(Image region labeling entries)

* * *

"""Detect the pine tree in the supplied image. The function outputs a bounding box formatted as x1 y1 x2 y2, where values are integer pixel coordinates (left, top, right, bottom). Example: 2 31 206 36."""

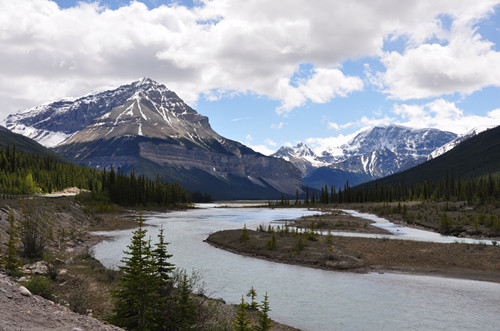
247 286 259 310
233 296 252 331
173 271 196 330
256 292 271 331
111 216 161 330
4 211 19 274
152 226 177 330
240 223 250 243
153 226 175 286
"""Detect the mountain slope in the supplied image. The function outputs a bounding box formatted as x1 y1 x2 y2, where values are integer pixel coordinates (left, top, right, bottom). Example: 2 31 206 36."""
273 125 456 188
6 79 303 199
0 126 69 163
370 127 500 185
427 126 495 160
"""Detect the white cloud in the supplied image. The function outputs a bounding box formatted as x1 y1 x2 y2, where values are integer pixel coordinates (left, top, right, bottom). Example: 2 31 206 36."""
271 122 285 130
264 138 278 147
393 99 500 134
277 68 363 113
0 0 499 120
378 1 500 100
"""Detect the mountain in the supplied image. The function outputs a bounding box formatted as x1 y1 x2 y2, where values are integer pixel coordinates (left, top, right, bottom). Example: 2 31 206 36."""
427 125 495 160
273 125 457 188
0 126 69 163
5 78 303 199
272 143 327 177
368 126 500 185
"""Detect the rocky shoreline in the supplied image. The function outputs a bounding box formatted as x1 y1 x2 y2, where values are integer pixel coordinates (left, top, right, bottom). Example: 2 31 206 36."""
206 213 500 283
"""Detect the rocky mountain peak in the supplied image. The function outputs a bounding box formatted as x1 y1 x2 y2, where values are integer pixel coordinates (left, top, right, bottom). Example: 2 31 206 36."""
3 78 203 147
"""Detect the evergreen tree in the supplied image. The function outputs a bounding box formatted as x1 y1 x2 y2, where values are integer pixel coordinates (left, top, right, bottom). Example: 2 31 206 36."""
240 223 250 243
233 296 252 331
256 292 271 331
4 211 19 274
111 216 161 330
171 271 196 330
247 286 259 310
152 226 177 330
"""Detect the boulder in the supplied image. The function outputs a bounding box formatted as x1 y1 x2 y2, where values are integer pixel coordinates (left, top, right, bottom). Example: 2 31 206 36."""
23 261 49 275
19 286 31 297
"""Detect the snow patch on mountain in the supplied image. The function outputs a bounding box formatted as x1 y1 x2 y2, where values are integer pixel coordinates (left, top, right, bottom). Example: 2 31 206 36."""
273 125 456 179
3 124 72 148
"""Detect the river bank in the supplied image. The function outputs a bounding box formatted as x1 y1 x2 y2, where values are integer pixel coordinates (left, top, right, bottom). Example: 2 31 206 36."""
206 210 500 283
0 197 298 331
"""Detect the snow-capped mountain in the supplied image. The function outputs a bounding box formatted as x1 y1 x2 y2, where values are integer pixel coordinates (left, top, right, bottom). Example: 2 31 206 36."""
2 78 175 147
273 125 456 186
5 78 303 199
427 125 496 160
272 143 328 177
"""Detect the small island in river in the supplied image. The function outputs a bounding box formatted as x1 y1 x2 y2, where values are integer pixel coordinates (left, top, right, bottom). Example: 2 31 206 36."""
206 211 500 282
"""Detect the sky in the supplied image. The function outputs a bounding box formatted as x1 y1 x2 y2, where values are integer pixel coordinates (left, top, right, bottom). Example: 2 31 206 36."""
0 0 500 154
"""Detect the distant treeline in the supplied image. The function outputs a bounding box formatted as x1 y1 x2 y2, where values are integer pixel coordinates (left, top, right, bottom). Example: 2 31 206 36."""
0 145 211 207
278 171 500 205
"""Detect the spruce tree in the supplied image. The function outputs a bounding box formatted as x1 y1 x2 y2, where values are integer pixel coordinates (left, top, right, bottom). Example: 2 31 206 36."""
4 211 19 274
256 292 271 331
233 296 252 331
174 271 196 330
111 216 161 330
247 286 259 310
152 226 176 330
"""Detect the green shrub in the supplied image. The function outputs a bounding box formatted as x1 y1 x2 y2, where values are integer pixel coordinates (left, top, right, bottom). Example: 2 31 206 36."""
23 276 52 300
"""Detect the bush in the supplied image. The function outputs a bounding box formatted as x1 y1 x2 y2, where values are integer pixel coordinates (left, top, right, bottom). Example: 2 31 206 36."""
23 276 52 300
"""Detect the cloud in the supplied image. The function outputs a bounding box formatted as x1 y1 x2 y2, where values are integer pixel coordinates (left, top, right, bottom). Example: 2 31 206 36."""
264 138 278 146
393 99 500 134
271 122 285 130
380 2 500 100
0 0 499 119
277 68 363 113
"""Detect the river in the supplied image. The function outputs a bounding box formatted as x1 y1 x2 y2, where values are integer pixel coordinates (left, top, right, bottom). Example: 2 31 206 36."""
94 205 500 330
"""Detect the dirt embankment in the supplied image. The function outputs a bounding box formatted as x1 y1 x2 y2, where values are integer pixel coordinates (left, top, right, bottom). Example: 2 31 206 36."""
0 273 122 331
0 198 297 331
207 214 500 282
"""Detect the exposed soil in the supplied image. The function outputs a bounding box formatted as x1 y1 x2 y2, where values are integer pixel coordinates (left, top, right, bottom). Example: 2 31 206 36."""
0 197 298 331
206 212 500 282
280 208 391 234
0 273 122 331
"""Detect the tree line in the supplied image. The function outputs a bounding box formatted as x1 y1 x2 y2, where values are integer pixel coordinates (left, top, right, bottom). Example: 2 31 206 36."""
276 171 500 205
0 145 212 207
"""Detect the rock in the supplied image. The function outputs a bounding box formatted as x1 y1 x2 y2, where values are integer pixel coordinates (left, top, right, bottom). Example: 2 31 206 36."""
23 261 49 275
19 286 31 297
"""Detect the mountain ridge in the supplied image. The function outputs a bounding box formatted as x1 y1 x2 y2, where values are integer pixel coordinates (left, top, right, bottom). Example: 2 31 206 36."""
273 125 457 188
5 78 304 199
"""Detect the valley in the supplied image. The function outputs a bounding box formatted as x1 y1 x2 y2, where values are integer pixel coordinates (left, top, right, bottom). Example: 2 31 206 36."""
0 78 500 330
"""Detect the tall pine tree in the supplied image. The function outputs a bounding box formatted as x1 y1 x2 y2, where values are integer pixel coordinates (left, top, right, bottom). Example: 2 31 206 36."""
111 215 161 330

* * *

### Your instructions
Rewrite every one of the records with "supplied image" changed to "provided image" and nothing else altered. Leave the pictures out of your answer.

### Expected output
"""Detect the pine tree in the provided image. The function outputs a bounding box formatted as x1 y1 x2 y2, where values are integer pixel coordinates (left, top, right, bottom). Example: 2 31 206 36."""

247 286 259 310
233 296 252 331
173 271 196 330
256 292 271 331
111 216 161 330
4 211 19 274
152 226 177 330
240 223 250 243
153 226 175 286
"""Detect the mountain slope in the provided image. The function outputs a bounding box formatted as x1 y1 x2 y2, where values are integer pixel coordinates (left, top, right, bottom). Example: 2 31 206 36."""
273 125 456 188
6 79 303 199
0 126 69 163
370 127 500 185
427 126 495 160
"""Detect the white cloud in the provided image. The function outputs a bounding box formatted as x1 y1 x2 y2, where values are integer pixel coordinates (left, top, right, bottom). Example: 2 31 206 36."""
271 122 285 130
264 138 278 147
393 99 500 134
277 68 363 113
0 0 499 120
378 1 500 100
"""Detect the mountain in the provided image. The function outputs a bounding box formatted as x1 y1 x2 y2, where values are integer pixel coordinates (left, top, right, bottom). Example: 2 31 206 36."""
427 125 495 160
273 125 457 188
0 126 69 163
5 78 303 199
272 143 327 177
368 126 500 185
"""Detect the rocky shoreline in the provided image. The function outputs a bounding box formatted as x1 y1 x2 y2, where values are integer pixel coordinates (left, top, right, bottom). Example: 2 31 206 36."""
206 213 500 283
"""Detect the rocky mountain peak in the provided image. The function outputs a bounding box formatted as x1 y1 x2 y2, where values are integer pixel coordinates (left, top, right, bottom). Example: 2 31 206 36."""
3 78 203 147
"""Detect the evergreen tree in the provided image. The function outputs a bounding box formatted as x1 y1 x2 y2, where values are integer pixel coordinates (left, top, right, bottom). Example: 2 31 206 36."""
240 223 250 243
233 296 252 331
256 292 271 331
4 211 19 274
111 216 161 330
171 271 196 330
247 286 259 310
152 226 177 330
"""Detect the boulder in the provided image. The function outputs a bounding box formatted as x1 y1 x2 y2, where values are integer pixel coordinates (left, top, right, bottom). Example: 2 31 206 36."""
23 261 49 275
19 286 31 297
"""Detect the snow patch on mountain in the provided image. The function outputs a bounding box formatted as x1 y1 x2 y2, where values are integer pixel coordinates (left, top, right, bottom). Example: 2 31 206 36."""
273 125 456 179
3 124 72 148
"""Detect the river bank in the provided image. The function outputs a bounding box formatted as x1 y1 x2 y2, where values are integer pixel coordinates (left, top, right, bottom). Example: 2 31 206 36."""
206 210 500 283
0 197 298 331
"""Detect the snow-capped mountain in the provided image. The function outputs a bounding box formatted as x1 y1 x2 y2, where values are integer pixel coordinates (left, top, right, bottom). Example: 2 31 206 36."""
2 78 175 147
273 125 456 186
5 78 303 199
427 125 496 160
272 143 328 177
"""Detect the small island in river in the provided image. The function outputs a bounding box formatted as x1 y1 x2 y2, where values are integer pixel coordinates (left, top, right, bottom). Example: 2 31 206 36."""
206 211 500 282
"""Detect the sky in the provided image. The function outputs a bounding box formatted as x1 y1 x2 y2, where values are integer pixel coordinates (left, top, right, bottom). Example: 2 31 206 36."""
0 0 500 154
"""Detect the distant treeline in the provided image. The function outputs a bounding box formatted as x1 y1 x2 y2, where values are integer pixel coordinates (left, top, right, bottom). Example: 2 31 206 36."""
0 145 211 207
278 171 500 205
"""Detect the spruce tree in the provided image. The function outputs a bounding box formatted as x1 y1 x2 y2, where values are integer pixel coordinates (left, top, right, bottom). Example: 2 31 206 36."""
4 211 19 274
256 292 271 331
233 296 252 331
174 271 196 330
111 216 161 330
247 286 259 310
152 226 176 330
"""Detect the green shrub in the provided image. The function outputs a bounding box formatted as x1 y1 x2 y2, where values are integer pixel coordinates (left, top, right, bottom). Example: 2 31 206 36."""
23 276 52 300
"""Detect the bush in the provided image. The function outputs a bounding box formatted as x1 y1 x2 y2, where values are integer pixel coordinates (left, top, right, bottom). Example: 2 31 206 36."""
23 276 52 300
"""Detect the cloud in the provided image. The function outputs a bounding box formatted as x1 y1 x2 y2, where values are integer pixel coordinates (left, top, right, bottom). Example: 2 31 206 36."""
264 138 278 146
393 99 500 134
271 122 285 130
380 2 500 100
0 0 499 119
277 68 363 113
"""Detect the river in the provided image. The function outputs a bounding box formatted as x1 y1 x2 y2, where values are integer pixel coordinates (left, top, right, bottom). Example: 2 31 206 36."""
94 205 500 330
"""Detect the dirt embankment in the provided image. The function outputs a bounding box formatted as x1 y1 x2 y2, where values are integer pixel coordinates (left, top, right, bottom). Example: 2 31 206 36."""
0 273 122 331
0 198 297 331
207 214 500 282
"""Detect the exposed soil in the provided image. The function outputs a bounding box formatted as x1 y1 x2 y2, where values are integer pixel coordinates (left, top, right, bottom). Example: 2 31 206 36."""
0 197 298 331
206 212 500 282
280 208 391 234
0 273 122 331
"""Detect the tree line in the provided image. The function outputs a bounding box formatted as x1 y1 x2 y2, where values are integer pixel coordinates (left, top, right, bottom). Example: 2 31 206 36."""
276 171 500 205
0 145 212 207
"""Detect the rock in the provided image. The function outputs a bounding box formatted as x1 y1 x2 y2, where values are integer pixel coordinates (left, top, right, bottom). Example: 2 31 206 36."""
23 261 49 275
19 286 31 297
"""Detect the mountain ridge in the provided image. The function outputs a bounding box formatted as x1 y1 x2 y2, where values are integer pixel coordinates (left, top, right, bottom). Example: 2 31 206 36."""
273 125 457 188
5 78 304 199
"""Detect the valley in the provided image. The function outputs a bounding box formatted as x1 y1 x2 y2, where values are integer pixel coordinates (left, top, right, bottom). Example: 2 31 206 36."""
0 78 500 330
"""Detect the tall pine tree in the provided image. The function outputs a bounding box formatted as x1 y1 x2 y2, where values are integer pixel coordinates (left, top, right, bottom). Example: 2 31 206 36."""
111 215 161 330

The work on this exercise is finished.